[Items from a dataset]
++++++++++++++++++++
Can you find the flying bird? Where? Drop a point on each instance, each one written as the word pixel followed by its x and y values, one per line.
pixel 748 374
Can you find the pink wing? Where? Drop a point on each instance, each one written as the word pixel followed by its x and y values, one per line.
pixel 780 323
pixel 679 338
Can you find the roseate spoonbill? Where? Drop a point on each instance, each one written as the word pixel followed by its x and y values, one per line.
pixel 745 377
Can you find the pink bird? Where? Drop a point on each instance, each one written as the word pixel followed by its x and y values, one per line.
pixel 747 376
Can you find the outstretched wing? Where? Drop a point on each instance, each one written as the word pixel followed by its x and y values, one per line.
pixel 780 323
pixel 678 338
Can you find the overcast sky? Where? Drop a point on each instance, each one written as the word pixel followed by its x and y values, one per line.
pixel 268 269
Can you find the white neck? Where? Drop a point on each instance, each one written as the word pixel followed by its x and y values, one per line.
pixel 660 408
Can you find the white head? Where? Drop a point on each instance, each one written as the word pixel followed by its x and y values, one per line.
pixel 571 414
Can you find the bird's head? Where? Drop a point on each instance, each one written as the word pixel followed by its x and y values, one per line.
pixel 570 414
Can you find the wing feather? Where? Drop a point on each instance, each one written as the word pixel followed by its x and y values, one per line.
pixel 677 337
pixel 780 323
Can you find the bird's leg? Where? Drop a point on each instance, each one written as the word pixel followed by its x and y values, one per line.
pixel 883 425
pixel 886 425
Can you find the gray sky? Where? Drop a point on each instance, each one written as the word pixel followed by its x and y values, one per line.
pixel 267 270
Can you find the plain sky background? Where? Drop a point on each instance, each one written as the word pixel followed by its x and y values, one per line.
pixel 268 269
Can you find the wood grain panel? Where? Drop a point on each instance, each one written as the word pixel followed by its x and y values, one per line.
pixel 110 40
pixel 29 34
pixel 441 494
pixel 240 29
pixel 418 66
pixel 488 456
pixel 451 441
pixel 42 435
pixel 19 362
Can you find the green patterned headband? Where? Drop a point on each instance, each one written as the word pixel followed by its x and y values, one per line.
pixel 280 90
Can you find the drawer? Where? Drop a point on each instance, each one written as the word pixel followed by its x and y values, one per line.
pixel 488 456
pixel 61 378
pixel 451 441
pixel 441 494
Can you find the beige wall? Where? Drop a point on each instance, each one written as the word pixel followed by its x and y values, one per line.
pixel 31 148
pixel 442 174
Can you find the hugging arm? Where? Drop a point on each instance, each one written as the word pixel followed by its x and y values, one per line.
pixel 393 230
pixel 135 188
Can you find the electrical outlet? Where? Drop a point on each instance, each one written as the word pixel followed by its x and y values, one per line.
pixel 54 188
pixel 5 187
++++++++++++++++++++
Please render the rows above, from the line with "Can you find the beige" through the last row, as a JSON list of strings with one string per line and blank lines omitted.

[
  "Can you find the beige wall? Where? Drop a point on each instance, each one written as the word pixel followed by its x and y values, one per line.",
  "pixel 31 148",
  "pixel 442 174",
  "Can you find the hugging arm? Where? Drop a point on each instance, each one written as the word pixel followed by its x and y values, one per line.",
  "pixel 393 230",
  "pixel 135 188",
  "Can you find the electrical outlet? Where? Drop a point on each instance, each one written as the word pixel followed by its x and y values, one per line.",
  "pixel 54 188",
  "pixel 5 187"
]